• PROBLEM REQUIREMENTS: Copy out the full race report below, word for word, with nothing left out or changed.
━━ DOCUMENT PASSAGE ━━
The victory paid $5,500 while runner-up Bruchet took home $3,000 for his 28:49 performance after winning the virtual Canadian 5K Championships last month in 13:49. Ben Preisner, who recently moved west from Kingston, Ont., to train with the B.C. Endurance Project group, was third with a 28:53 personal best and collected $1,500 in prize money.
I feel comfortable on the road and have had more natural success on the road, and that’s something I’m taking into consideration.— Canadian runner Ben Flanagan, hinting at a possible shift to the marathon for a 2024 Olympic bid
The top Canadian in 46th in the men’s Olympic marathon in Sapporo, Japan, Preisner is gearing up for the Valencia Marathon on Dec. 5 in Spain.
Justin Kent, first in last year’s virtual men’s Canadian 10K Championship in 28:52, was fifth on Sunday in 29:03.
In June, Flanagan said the 5K would be an option for the Paris Olympics and was open to running the marathon, something he hinted at again Sunday.
“I feel comfortable on the road and have had more natural success on the road, and that’s definitely something I’m taking into consideration,” said the Reebok Boston Track Club athlete who won the 10,000 on the track at the 2018 NCAA Division 1 championships.
“I’m not sure what the big goal going forward is yet. It’s something I’ll try to determine over the next few weeks.”
Scottish runner Sarah Inglis won the elite women’s race on Sunday in 31:59 to lower her PB of 32:24 from April 2019. But the Langley, B.C. resident isn’t a Canadian citizen and was ineligible for the national title and $5,500 top prize.
━━━
━━ MATERIAL SHOWN ━━
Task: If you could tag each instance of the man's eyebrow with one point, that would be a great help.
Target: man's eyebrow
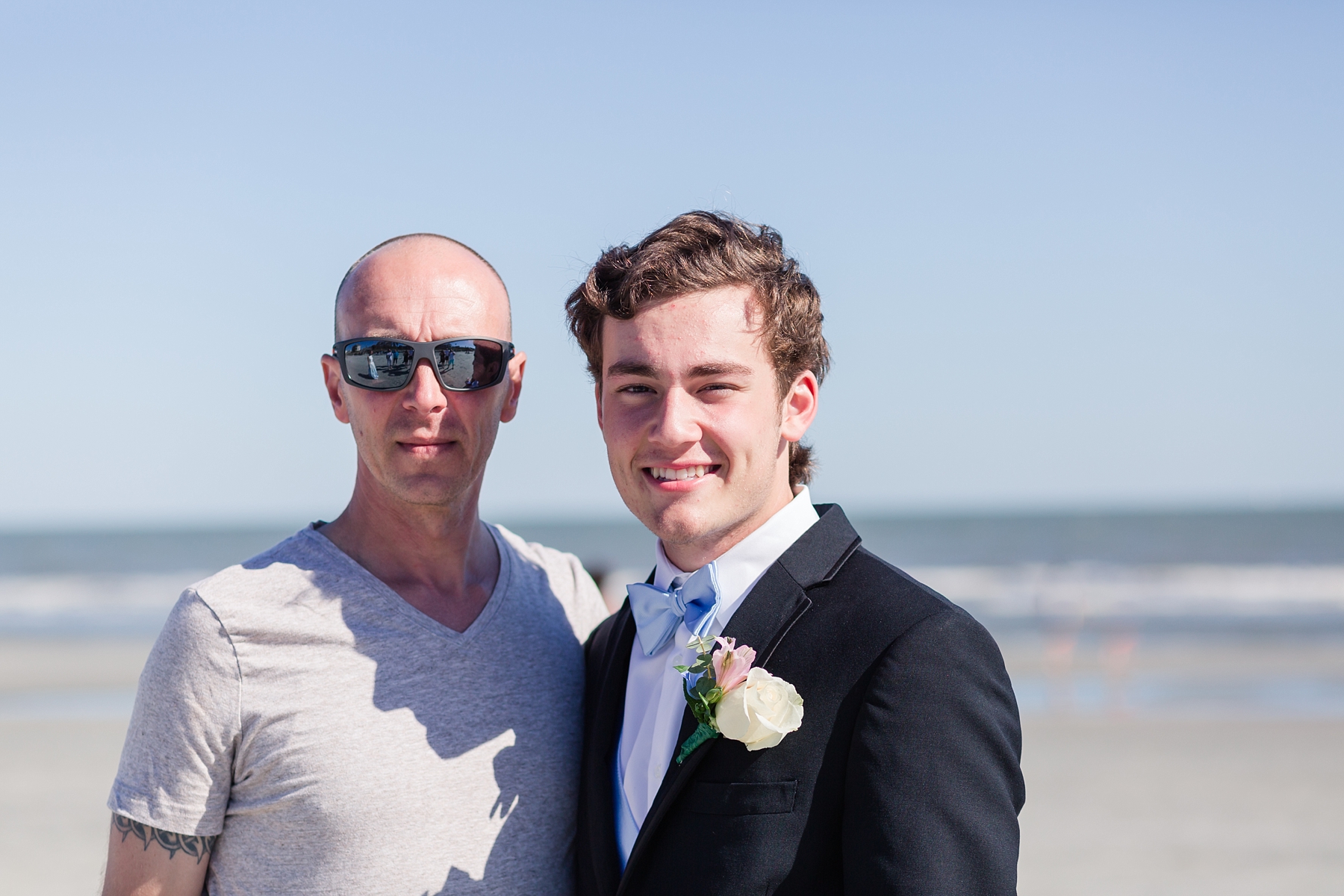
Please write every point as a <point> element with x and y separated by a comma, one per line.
<point>632,368</point>
<point>719,368</point>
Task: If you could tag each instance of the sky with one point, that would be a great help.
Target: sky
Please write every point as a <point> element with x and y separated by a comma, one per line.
<point>1070,255</point>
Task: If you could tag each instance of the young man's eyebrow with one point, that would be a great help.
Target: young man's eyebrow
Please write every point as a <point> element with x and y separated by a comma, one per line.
<point>632,368</point>
<point>699,371</point>
<point>719,368</point>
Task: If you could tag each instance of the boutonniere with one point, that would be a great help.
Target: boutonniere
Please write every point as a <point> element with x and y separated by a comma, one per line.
<point>730,697</point>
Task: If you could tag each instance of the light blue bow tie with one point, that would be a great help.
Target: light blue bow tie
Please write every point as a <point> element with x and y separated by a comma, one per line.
<point>658,613</point>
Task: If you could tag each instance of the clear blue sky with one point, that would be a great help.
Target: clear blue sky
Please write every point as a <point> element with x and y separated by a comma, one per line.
<point>1075,255</point>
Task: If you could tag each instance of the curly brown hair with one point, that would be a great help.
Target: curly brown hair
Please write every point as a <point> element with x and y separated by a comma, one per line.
<point>699,252</point>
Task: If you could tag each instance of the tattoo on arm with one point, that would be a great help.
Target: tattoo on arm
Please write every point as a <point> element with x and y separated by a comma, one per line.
<point>198,847</point>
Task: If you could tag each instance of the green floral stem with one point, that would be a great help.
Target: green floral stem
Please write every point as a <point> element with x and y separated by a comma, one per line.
<point>700,735</point>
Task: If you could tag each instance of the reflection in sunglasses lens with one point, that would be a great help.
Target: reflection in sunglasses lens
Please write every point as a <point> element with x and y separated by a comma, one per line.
<point>470,364</point>
<point>379,363</point>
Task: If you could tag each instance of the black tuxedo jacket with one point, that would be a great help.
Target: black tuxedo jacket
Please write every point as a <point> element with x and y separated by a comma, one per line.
<point>902,780</point>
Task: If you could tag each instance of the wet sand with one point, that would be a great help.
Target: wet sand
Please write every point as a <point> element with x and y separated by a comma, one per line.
<point>1116,803</point>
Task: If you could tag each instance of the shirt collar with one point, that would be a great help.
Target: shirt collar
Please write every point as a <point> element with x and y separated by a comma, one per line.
<point>744,564</point>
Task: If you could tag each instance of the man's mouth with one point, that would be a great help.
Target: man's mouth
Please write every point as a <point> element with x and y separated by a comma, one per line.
<point>676,474</point>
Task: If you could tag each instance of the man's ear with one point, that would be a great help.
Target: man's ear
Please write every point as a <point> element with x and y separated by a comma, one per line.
<point>515,388</point>
<point>800,406</point>
<point>331,375</point>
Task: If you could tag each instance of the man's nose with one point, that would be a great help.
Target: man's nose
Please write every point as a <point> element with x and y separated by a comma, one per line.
<point>678,422</point>
<point>423,394</point>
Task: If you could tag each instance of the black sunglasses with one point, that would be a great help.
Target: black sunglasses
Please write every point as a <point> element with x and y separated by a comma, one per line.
<point>463,364</point>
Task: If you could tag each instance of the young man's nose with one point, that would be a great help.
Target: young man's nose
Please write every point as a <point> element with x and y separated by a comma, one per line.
<point>676,422</point>
<point>423,393</point>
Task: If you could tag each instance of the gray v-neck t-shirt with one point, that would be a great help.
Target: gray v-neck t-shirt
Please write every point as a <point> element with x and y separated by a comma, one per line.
<point>343,742</point>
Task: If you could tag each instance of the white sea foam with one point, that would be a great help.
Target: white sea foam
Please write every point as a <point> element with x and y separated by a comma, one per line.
<point>136,602</point>
<point>1100,590</point>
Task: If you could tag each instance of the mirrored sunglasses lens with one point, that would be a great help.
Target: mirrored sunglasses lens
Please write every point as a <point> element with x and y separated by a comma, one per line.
<point>379,363</point>
<point>470,364</point>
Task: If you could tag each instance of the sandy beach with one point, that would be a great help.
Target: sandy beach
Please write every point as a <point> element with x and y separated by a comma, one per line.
<point>1117,803</point>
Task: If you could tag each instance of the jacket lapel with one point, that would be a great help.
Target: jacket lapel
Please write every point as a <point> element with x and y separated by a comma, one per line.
<point>762,621</point>
<point>609,712</point>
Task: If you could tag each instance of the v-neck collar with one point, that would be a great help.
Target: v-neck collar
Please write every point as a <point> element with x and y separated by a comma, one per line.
<point>398,603</point>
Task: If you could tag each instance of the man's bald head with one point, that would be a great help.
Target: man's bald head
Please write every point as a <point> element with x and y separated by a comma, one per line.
<point>418,267</point>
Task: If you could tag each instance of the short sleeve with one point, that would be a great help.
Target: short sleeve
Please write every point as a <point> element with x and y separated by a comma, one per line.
<point>176,765</point>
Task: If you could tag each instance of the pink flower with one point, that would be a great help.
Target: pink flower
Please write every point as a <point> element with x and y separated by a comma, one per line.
<point>732,664</point>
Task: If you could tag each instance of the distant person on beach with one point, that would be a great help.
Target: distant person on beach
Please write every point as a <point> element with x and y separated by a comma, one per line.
<point>391,702</point>
<point>777,709</point>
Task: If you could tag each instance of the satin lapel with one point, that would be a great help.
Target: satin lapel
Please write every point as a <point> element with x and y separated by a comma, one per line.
<point>764,618</point>
<point>601,751</point>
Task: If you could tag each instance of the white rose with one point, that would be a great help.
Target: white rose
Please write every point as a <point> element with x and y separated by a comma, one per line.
<point>759,711</point>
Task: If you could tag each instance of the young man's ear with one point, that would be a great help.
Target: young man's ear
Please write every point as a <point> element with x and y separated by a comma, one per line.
<point>800,406</point>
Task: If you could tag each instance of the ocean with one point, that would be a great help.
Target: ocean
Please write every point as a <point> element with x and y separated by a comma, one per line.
<point>1183,613</point>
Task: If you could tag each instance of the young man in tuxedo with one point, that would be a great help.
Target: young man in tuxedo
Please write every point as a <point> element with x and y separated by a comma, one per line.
<point>705,343</point>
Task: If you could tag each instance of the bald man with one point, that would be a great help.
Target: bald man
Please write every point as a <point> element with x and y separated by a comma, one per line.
<point>388,703</point>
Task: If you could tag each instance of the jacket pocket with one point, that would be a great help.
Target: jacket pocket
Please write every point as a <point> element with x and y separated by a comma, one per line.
<point>745,798</point>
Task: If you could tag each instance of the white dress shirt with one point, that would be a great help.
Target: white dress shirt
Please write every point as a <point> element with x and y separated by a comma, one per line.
<point>653,699</point>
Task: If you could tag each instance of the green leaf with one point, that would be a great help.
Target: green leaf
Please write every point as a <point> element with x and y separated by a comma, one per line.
<point>700,735</point>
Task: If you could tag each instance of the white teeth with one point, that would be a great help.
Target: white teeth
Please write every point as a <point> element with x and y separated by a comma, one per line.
<point>670,474</point>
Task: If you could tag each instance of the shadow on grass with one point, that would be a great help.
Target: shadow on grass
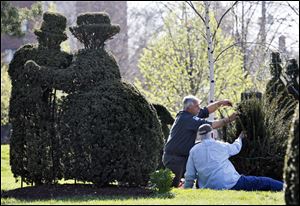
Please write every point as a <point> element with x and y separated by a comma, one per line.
<point>82,192</point>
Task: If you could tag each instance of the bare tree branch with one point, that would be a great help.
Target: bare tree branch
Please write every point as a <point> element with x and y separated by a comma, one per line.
<point>235,44</point>
<point>296,12</point>
<point>195,10</point>
<point>219,23</point>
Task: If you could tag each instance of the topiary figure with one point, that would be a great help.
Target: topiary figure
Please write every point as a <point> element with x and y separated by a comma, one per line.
<point>276,90</point>
<point>291,167</point>
<point>166,119</point>
<point>34,153</point>
<point>109,131</point>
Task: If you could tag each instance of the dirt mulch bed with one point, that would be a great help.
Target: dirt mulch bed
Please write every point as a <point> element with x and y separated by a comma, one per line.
<point>72,190</point>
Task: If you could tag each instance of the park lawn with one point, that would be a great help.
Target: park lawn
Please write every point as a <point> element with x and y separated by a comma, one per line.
<point>181,196</point>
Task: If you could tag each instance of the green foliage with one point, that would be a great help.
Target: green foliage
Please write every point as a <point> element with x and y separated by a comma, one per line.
<point>291,167</point>
<point>108,130</point>
<point>162,180</point>
<point>87,31</point>
<point>276,90</point>
<point>12,17</point>
<point>264,148</point>
<point>182,197</point>
<point>175,64</point>
<point>5,93</point>
<point>166,121</point>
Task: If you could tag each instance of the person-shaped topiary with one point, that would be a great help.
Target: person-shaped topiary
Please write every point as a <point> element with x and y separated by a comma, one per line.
<point>109,131</point>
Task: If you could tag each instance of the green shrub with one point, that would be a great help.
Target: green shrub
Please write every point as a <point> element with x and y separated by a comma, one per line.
<point>162,180</point>
<point>291,170</point>
<point>34,153</point>
<point>264,148</point>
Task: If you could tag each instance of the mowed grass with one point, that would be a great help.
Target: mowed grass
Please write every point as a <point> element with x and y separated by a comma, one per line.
<point>181,196</point>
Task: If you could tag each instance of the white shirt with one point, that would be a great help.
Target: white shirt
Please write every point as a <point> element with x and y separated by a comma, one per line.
<point>209,162</point>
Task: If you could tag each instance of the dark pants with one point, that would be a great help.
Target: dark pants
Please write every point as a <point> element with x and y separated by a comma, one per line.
<point>177,165</point>
<point>251,183</point>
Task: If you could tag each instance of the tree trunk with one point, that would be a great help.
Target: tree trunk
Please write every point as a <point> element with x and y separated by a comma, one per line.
<point>210,57</point>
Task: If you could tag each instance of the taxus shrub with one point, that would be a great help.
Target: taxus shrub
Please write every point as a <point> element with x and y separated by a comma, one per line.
<point>263,149</point>
<point>34,147</point>
<point>107,129</point>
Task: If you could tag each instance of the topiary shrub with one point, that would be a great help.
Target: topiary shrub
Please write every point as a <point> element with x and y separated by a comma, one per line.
<point>291,167</point>
<point>108,130</point>
<point>264,148</point>
<point>166,120</point>
<point>34,148</point>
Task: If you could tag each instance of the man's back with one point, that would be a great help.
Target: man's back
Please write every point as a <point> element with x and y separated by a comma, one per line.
<point>209,162</point>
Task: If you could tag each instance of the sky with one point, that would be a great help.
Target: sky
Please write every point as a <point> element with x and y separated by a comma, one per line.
<point>278,9</point>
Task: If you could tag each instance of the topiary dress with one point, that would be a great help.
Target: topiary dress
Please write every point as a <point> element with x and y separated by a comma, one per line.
<point>109,132</point>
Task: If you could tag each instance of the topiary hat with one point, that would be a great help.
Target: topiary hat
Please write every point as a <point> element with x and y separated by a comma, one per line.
<point>94,28</point>
<point>54,25</point>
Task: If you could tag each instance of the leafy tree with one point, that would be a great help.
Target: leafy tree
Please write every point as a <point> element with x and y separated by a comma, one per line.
<point>175,64</point>
<point>12,17</point>
<point>291,166</point>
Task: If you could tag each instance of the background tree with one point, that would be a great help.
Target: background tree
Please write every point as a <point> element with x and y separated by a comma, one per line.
<point>12,17</point>
<point>175,63</point>
<point>5,93</point>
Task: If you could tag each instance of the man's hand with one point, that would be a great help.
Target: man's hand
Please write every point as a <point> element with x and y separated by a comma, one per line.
<point>231,118</point>
<point>225,102</point>
<point>242,135</point>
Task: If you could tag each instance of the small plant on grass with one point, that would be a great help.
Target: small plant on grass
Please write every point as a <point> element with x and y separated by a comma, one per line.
<point>161,180</point>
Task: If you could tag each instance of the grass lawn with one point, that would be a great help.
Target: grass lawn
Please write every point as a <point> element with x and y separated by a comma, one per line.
<point>181,196</point>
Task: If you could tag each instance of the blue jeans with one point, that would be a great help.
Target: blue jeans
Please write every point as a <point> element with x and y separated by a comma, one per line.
<point>250,183</point>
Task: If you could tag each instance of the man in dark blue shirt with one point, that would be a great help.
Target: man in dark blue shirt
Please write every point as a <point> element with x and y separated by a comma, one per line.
<point>183,133</point>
━━━
• ANSWER FOR THE TASK:
The victory paid $5,500 while runner-up Bruchet took home $3,000 for his 28:49 performance after winning the virtual Canadian 5K Championships last month in 13:49. Ben Preisner, who recently moved west from Kingston, Ont., to train with the B.C. Endurance Project group, was third with a 28:53 personal best and collected $1,500 in prize money.
I feel comfortable on the road and have had more natural success on the road, and that’s something I’m taking into consideration.— Canadian runner Ben Flanagan, hinting at a possible shift to the marathon for a 2024 Olympic bid
The top Canadian in 46th in the men’s Olympic marathon in Sapporo, Japan, Preisner is gearing up for the Valencia Marathon on Dec. 5 in Spain.
Justin Kent, first in last year’s virtual men’s Canadian 10K Championship in 28:52, was fifth on Sunday in 29:03.
In June, Flanagan said the 5K would be an option for the Paris Olympics and was open to running the marathon, something he hinted at again Sunday.
“I feel comfortable on the road and have had more natural success on the road, and that’s definitely something I’m taking into consideration,” said the Reebok Boston Track Club athlete who won the 10,000 on the track at the 2018 NCAA Division 1 championships.
“I’m not sure what the big goal going forward is yet. It’s something I’ll try to determine over the next few weeks.”
Scottish runner Sarah Inglis won the elite women’s race on Sunday in 31:59 to lower her PB of 32:24 from April 2019. But the Langley, B.C. resident isn’t a Canadian citizen and was ineligible for the national title and $5,500 top prize.